* RECORD EXCERPTS:
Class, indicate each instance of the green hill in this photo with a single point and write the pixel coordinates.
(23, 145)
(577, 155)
--
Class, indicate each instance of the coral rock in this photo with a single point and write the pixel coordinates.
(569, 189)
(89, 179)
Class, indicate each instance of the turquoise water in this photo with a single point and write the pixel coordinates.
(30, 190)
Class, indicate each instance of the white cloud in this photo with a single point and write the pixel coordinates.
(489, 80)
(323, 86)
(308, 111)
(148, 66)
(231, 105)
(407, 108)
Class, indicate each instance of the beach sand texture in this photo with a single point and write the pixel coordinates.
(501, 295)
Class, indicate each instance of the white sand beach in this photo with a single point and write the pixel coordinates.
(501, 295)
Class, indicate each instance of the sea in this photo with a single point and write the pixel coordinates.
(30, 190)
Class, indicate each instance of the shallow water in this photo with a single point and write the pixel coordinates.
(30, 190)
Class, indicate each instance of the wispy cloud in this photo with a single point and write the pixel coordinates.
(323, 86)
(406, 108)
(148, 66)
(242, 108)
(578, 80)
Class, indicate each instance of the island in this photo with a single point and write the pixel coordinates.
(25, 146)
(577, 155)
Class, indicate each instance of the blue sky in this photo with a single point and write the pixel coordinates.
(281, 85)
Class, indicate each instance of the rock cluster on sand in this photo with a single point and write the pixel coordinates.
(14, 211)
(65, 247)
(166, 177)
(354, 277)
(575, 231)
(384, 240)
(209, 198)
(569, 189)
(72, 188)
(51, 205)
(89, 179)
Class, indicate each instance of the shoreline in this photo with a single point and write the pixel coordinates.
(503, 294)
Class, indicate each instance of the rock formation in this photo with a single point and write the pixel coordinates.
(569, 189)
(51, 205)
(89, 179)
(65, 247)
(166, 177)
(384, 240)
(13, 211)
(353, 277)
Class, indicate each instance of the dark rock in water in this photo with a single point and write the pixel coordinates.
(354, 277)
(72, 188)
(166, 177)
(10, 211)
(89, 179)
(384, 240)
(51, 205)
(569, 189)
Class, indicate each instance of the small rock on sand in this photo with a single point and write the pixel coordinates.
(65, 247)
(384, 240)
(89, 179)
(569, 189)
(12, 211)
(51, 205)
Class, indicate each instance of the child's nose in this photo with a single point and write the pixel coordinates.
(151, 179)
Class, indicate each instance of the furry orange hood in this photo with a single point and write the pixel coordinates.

* HOW TO COMPLETE THIS TASK: Reproduce the lines above, beginning at the line with "Class, indicate each instance of the child's" and stopping after the line with "Class, indicate each instance of the furry", exactly as they are.

* ANSWER TO THIS EXERCISE:
Class, indicate each instance of the child's nose in this photo with a single point and write the pixel coordinates.
(151, 179)
Class, indicate each instance of the furry orange hood in this photo with a single point and write the pixel coordinates.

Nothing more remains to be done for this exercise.